=== Listing ===

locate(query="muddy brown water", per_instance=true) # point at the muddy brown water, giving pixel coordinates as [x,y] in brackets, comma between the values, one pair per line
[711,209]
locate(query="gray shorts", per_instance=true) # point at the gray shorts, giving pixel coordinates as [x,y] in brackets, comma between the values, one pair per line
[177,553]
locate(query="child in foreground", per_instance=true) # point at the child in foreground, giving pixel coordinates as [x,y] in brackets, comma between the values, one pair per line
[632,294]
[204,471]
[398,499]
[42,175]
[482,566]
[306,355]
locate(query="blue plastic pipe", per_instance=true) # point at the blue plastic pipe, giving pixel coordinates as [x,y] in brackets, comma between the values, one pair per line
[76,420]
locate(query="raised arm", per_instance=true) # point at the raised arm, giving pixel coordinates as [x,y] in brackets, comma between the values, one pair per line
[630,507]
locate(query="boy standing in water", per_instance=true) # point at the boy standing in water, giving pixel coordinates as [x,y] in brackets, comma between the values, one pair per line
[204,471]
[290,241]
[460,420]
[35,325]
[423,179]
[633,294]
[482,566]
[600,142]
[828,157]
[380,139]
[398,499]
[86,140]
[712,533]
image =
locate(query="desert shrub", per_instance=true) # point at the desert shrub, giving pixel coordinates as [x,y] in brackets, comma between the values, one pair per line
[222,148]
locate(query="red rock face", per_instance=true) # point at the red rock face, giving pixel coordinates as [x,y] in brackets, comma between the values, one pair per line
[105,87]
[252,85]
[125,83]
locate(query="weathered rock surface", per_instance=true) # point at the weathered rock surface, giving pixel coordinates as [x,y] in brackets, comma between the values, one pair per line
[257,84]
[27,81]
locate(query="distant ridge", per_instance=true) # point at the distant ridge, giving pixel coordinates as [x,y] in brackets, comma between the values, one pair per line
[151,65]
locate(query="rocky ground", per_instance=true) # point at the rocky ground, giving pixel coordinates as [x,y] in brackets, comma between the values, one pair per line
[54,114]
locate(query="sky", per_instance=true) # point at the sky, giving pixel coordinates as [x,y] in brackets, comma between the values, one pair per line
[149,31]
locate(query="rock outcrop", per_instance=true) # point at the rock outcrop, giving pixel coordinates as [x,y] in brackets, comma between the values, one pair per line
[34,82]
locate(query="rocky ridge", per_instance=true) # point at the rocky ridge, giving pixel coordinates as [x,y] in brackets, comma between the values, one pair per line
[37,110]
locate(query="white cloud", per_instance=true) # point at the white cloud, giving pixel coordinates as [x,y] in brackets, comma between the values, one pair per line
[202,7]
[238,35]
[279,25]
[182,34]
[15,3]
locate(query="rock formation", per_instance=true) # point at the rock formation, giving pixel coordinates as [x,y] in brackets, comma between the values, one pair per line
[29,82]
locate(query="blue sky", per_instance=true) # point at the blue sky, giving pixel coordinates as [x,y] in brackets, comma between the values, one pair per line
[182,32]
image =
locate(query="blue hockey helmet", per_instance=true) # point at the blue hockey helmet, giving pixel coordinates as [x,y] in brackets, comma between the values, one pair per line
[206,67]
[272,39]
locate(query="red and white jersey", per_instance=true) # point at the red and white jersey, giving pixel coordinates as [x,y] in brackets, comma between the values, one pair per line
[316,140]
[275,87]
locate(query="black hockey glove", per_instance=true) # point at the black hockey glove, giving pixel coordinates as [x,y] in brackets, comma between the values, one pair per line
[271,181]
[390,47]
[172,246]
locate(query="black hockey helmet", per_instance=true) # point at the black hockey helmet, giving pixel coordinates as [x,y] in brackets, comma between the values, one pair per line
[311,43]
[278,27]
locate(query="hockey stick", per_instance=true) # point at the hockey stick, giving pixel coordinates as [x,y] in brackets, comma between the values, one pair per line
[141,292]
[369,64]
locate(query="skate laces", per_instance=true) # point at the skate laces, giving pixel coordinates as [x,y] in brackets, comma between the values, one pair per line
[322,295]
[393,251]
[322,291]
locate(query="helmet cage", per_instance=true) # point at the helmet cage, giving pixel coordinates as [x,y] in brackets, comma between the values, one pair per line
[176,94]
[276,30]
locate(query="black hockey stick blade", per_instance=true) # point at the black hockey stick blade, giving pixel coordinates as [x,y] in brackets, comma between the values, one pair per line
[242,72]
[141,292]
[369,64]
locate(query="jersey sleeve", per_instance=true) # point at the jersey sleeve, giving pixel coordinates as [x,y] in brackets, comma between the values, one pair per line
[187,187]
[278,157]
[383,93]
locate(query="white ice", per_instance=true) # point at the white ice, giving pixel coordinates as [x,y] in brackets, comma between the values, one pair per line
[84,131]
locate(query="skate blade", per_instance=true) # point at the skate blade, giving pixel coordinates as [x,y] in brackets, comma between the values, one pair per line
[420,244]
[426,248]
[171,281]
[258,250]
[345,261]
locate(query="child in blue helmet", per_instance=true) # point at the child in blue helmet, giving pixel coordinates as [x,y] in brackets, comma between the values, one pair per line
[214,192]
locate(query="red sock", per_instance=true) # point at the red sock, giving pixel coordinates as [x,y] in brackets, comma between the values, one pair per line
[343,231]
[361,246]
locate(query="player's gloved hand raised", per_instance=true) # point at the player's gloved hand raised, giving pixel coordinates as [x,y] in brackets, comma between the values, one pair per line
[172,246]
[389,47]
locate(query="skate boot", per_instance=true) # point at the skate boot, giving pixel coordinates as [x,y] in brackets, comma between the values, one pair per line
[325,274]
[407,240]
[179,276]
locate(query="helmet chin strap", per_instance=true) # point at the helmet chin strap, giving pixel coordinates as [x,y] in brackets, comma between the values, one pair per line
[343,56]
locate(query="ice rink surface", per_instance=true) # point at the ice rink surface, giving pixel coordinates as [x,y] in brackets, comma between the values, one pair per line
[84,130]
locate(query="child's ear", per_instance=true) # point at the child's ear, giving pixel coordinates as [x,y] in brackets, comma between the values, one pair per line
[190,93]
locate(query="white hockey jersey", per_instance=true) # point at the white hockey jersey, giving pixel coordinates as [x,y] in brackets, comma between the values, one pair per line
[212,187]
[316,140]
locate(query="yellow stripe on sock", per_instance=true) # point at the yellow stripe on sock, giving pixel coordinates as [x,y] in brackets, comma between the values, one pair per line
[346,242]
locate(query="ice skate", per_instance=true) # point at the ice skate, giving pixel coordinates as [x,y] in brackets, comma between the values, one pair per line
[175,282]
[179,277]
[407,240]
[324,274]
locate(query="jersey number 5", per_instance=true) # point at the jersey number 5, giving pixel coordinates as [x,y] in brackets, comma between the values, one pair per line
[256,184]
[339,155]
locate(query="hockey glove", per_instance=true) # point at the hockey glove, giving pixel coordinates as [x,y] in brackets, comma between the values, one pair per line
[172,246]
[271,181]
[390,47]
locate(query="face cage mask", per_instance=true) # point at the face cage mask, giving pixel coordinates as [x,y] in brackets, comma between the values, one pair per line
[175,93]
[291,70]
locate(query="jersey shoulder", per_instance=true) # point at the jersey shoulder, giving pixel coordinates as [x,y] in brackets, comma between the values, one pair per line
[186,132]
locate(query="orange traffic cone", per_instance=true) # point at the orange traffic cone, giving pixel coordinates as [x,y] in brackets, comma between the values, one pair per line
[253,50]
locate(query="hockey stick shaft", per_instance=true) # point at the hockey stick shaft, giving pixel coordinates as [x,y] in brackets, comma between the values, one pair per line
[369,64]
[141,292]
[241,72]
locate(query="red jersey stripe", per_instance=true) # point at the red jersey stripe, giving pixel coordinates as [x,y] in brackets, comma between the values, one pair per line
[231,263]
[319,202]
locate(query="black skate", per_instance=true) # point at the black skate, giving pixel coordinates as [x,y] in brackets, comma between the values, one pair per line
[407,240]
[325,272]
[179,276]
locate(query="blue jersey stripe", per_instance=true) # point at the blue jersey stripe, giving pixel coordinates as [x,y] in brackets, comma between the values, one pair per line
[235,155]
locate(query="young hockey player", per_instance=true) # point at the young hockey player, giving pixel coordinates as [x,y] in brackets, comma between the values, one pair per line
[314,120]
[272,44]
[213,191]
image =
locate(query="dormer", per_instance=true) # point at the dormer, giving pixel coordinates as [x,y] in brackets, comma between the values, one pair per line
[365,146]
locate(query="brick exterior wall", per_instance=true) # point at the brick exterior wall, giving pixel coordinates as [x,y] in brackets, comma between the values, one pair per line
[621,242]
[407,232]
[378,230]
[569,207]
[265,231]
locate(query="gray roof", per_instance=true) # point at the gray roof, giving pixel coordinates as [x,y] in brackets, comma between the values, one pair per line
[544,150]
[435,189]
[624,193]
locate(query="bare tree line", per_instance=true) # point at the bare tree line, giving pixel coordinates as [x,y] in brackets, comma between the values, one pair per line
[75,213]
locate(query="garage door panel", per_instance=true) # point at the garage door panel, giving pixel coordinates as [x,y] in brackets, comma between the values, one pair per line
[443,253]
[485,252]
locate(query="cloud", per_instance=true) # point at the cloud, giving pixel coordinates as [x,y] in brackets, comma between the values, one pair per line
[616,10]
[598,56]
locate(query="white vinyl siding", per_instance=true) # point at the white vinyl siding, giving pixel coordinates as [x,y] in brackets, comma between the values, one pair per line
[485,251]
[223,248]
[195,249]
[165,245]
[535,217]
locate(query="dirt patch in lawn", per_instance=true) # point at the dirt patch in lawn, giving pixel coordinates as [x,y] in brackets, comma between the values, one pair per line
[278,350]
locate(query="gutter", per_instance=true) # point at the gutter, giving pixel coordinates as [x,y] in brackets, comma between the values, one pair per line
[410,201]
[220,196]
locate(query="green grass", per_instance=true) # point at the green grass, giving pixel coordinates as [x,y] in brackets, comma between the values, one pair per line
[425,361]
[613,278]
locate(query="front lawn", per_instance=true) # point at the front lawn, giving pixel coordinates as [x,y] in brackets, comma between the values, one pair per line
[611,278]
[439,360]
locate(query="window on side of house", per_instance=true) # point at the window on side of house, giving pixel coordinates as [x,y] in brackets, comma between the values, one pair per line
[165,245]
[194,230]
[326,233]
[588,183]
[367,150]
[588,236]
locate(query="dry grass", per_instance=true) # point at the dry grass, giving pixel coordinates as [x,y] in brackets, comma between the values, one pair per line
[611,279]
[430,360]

===

Give again everything from the line containing "the white vinyl" down to the end of the lines, both ends included, with each line reproduced exactly.

- _Final result_:
locate(query="white vinyl siding", per_instance=true) # point at the white vinyl siding, giving pixel coordinates as [x,y] in brackets, comma between the values, one pair per line
[485,251]
[223,248]
[195,249]
[165,245]
[535,217]
locate(query="dirt patch in lawn", per_instance=true) # point at the dirt patch in lawn, giving pixel coordinates as [x,y] in brackets, comma between the values, one pair per line
[278,350]
locate(query="gutter", per_instance=true) # point at the gutter, giving pixel coordinates as [x,y] in brackets, comma between the values, one pair per line
[410,201]
[220,196]
locate(query="green grass", per_instance=true) # point at the green grass, giving pixel coordinates as [x,y] in brackets, comma between the values, one pair per line
[425,361]
[613,278]
locate(query="front lawn", per_instance=true) # point at the front lawn, giving pixel coordinates as [x,y] in brackets, comma between the values, one pair per line
[611,278]
[439,360]
locate(query="window on side of house", per_instance=true) # point at the window on side of house, giving pixel coordinates as [x,y] in brackets, comma between the values, one pair per line
[165,245]
[194,230]
[326,233]
[588,183]
[367,150]
[588,236]
locate(query="dry grass", per_instance=true) # point at the dry grass, giving pixel coordinates as [x,y] in brackets, comma between the values, one pair per line
[611,279]
[430,360]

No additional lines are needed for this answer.